======== Working data

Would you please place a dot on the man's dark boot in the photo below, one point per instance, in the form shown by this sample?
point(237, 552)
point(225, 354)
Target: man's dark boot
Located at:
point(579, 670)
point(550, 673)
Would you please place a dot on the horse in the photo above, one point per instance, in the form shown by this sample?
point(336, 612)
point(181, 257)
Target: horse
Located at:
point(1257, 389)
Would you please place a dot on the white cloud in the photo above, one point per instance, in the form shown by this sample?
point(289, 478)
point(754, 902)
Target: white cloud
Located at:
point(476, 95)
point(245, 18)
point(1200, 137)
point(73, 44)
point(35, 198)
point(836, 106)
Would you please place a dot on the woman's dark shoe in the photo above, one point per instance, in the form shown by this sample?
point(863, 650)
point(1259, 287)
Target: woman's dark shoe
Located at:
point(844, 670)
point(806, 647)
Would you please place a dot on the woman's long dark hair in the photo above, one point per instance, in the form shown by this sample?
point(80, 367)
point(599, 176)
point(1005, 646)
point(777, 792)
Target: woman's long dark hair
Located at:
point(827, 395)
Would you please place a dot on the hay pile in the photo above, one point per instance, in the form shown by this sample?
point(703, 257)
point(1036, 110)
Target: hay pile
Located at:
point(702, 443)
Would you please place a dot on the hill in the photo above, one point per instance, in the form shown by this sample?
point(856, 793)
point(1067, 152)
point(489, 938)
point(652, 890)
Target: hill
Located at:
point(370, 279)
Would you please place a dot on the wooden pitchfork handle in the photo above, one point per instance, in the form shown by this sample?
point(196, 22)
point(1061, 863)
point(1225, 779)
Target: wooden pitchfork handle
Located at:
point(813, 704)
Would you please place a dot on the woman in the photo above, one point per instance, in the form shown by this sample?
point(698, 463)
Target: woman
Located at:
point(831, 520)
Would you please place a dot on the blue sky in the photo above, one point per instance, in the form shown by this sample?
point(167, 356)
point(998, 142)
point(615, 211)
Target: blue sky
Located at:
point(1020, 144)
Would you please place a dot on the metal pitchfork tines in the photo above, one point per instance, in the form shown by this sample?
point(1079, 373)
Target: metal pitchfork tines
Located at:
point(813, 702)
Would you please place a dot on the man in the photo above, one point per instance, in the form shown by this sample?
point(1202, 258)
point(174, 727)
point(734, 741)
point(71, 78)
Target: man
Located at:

================

◆ Aim of the exercise ◆
Write out every item above again, switching "Located at" to "Found at" wherever it appears and keeping everything else the same.

◆ Solution ◆
Would you please place a dot on the man's dark boot in the photo below, one point per instance, in the form shown by this sample?
point(237, 552)
point(225, 354)
Target: man's dark boot
Found at:
point(579, 670)
point(550, 673)
Would you please place a dot on the horse in the photo above, one point per instance, in the form shown by this sample?
point(336, 612)
point(181, 257)
Target: horse
Found at:
point(1257, 389)
Would you please place a dot on the white cloud in the photo above, one point per instance, in the form shown by this sample?
point(289, 478)
point(754, 902)
Target: white cloud
Found at:
point(476, 95)
point(245, 18)
point(1200, 137)
point(73, 44)
point(35, 198)
point(836, 106)
Would you please place a dot on the woman's dark shoe in the photo above, one point per instance, in the form shown by this sample?
point(863, 650)
point(1259, 287)
Target: woman's dark shoe
Found at:
point(844, 670)
point(806, 647)
Would you please place a dot on the woman's long dark hair in the photo above, one point per instance, in the form shown by this sample?
point(80, 367)
point(599, 176)
point(1005, 646)
point(777, 792)
Target: woman's long dark hair
Found at:
point(827, 395)
Would you please place a dot on the hay pile in the photo above, one point per instance, in the form shown by this sample?
point(703, 257)
point(1036, 110)
Target: hay pile
Found at:
point(702, 443)
Would you please place a dot on the hill in the photo above, one point per instance, in the form shown by this sample?
point(856, 793)
point(1067, 152)
point(489, 938)
point(652, 890)
Target: hill
Found at:
point(370, 279)
Would you please place a dot on the wooden pitchfork handle in the photo above, one point per instance, in the form shown by this sample?
point(196, 22)
point(1061, 863)
point(1225, 779)
Target: wooden pitchfork handle
Found at:
point(813, 704)
Would you please place a dot on the woman in the photo above, one point per instance, in the form shown by this sample?
point(698, 463)
Target: woman
Found at:
point(831, 520)
Would you please place a dot on the blue sky in the photo above, one point per instance, in the form shown by this sample?
point(167, 356)
point(998, 142)
point(615, 211)
Target: blue sky
Found at:
point(1020, 144)
Would you please place a dot on the metal pitchfork tines in the photo above, one point per instance, in the form shown by this sample?
point(1079, 373)
Target: metal pitchfork tines
Found at:
point(813, 702)
Would you please place a dot on the man in the photo above, one point per instance, in the form shown by this sample?
point(1202, 258)
point(174, 727)
point(734, 741)
point(71, 78)
Target: man
Found at:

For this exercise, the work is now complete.